— PAGE TEXT —
----

However, I don't want to influence you - and therefore I tell you straight out that on my part I don't in the least pledge myself to agree with Father or you. Please understand this thoroughly - it is quite possible that there is more than one “ditch” between the two of us. And because this is quite possible, also understand thoroughly that I'm not giving you the slightest encouragement to think all kinds of nice and good things of me according to your views or Father's. It might well be that mine were opposed to them in quite a revolutionary way!

Under the circumstances I cannot do crazy things at a short notice and stand in my own light by giving up things at a moment that is not propitious just because you find yourself in a suspicious mood. But please understand thoroughly that, if this suspicious mood should be lasting and prove to take root in your mind - even if I should not do crazy things at a short notice - I am strongly inclined to see to it that we can separate in peace, and without harm to either you or me.

Separate - but in peace - and without forcing things too much.

I cannot bother about what people think of me, what I have to think of is getting on.

So I go my own way with a certain obstinacy, believing in some things and not believing in others.

You are, and rightly so, anxious about your position, aren't you? - about the progress or non-success, the prospering or the failure of your business. Bear in mind that the reasons why I stand by my profession are certainly no less important than the ones for which you stand by yours. And without exactly proceeding very delicately, I must and will push on.

I certainly intend to hold on to my studio here, as for instance Stenglin does; he has one on the moors of Drenthe, though at times he lives somewhere else. I have rented it as a kind of refuge, and it will remain useful to me as such. Taking rooms in Eindhoven would be downright nonsense, I cannot even think of it. Later on, taking a room in Antwerp, all right, that's my intention, but in the first place I have no money for it now, and in the second, I want to paint a rather large number of heads first, which will go more smoothly the better I can pay the models.

But, as you say, things are not exactly favourable for this.

I wish you could understand that I am not actuated by a desire to quarrel in wanting to separate - on the contrary, I want to separate in order to be able to keep the peace. I should not be able to bear it if I had no prospect of different circumstances. Not primarily with regard to financial matters, but because I want to live more pleasantly than in the house itself - but I don't feel at home in it, and from your own words it is evident that you cannot understand me, nor can I understand you. Therefore - with steady courage and serenity and without rancour: I must plod on in order to separate in peace, and without harming anybody.

But never think I desire to quarrel with you or with the people at home - for this is not in character - although you suppose it is, and so do others, for that matter.

Quite the opposite is true of my character - the fact is that I cannot endure life without more peace and cordiality.

I can only shrug my shoulders at such an opinion - however, I most decidedly do not consider the persons who think of me this way as my friends. Though they were a thousand times my father or my brother - if they think that way it grieves me, but, fortunately for myself, I have my wits about me sufficiently not to be crushed by it.

As to this the road is pretty clearly indicated, I should say.

[The end of the letter is missing.]


At this time, Vincent was 31 year old
Source:
Vincent van Gogh. Letter to Theo van Gogh. Written c. 7 December 1884 in Nuenen. Translated by Mrs. Johanna van Gogh-Bonger, edited by Robert Harrison, number 388.

----

— DATASET ENTRIES —
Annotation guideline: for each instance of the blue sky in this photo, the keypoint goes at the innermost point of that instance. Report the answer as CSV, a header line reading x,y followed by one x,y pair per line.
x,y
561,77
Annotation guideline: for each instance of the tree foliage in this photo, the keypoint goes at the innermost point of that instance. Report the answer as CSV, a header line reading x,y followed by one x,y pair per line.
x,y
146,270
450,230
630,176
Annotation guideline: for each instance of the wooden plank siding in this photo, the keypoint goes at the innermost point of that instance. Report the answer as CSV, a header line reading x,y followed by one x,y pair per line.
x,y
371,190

----

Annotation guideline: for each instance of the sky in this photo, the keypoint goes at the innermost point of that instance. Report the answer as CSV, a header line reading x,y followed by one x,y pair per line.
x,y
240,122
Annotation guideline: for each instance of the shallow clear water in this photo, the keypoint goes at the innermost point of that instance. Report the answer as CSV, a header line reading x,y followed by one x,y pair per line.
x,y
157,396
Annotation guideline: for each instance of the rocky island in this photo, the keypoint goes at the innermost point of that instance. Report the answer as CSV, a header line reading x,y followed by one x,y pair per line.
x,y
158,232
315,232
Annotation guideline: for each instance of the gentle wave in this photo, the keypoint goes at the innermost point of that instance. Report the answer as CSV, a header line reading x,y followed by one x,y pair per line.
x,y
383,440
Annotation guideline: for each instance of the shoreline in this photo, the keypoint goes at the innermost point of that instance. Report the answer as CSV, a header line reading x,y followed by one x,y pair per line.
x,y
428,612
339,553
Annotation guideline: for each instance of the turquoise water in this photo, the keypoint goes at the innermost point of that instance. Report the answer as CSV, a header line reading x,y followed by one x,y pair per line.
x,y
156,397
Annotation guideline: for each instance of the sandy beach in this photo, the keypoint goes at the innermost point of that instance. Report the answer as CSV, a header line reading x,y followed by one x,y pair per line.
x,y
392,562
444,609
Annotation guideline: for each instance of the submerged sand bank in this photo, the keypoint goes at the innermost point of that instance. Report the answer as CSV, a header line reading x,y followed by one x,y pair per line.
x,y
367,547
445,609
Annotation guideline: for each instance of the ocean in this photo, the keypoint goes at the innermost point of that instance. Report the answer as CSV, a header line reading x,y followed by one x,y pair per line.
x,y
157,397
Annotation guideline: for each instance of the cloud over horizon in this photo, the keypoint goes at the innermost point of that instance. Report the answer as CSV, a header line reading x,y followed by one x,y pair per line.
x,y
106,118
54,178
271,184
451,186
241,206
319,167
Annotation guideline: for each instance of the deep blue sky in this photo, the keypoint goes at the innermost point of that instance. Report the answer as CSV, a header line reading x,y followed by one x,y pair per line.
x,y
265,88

----

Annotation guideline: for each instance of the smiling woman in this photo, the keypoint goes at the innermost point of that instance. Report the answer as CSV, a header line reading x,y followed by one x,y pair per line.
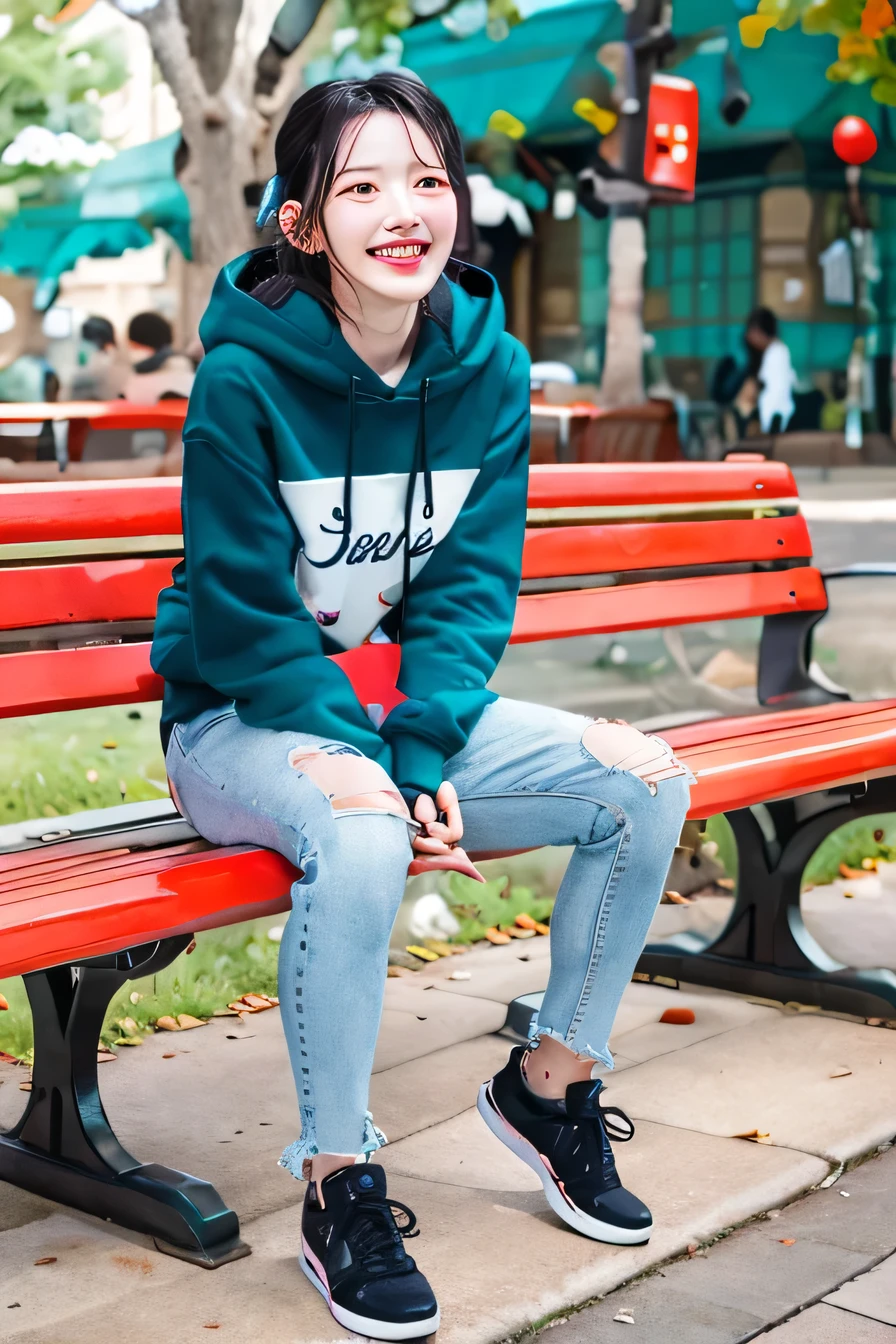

----

— YOUR INSTRUCTIONS —
Answer these from the letter text:
1. Where does Stenglin have his studio?
2. In which city does the writer intend to take a room later on?
3. In what town was the letter written?

— RESPONSE TO THE TASK —
1. On the moors of Drenthe.
2. Antwerp.
3. Nuenen.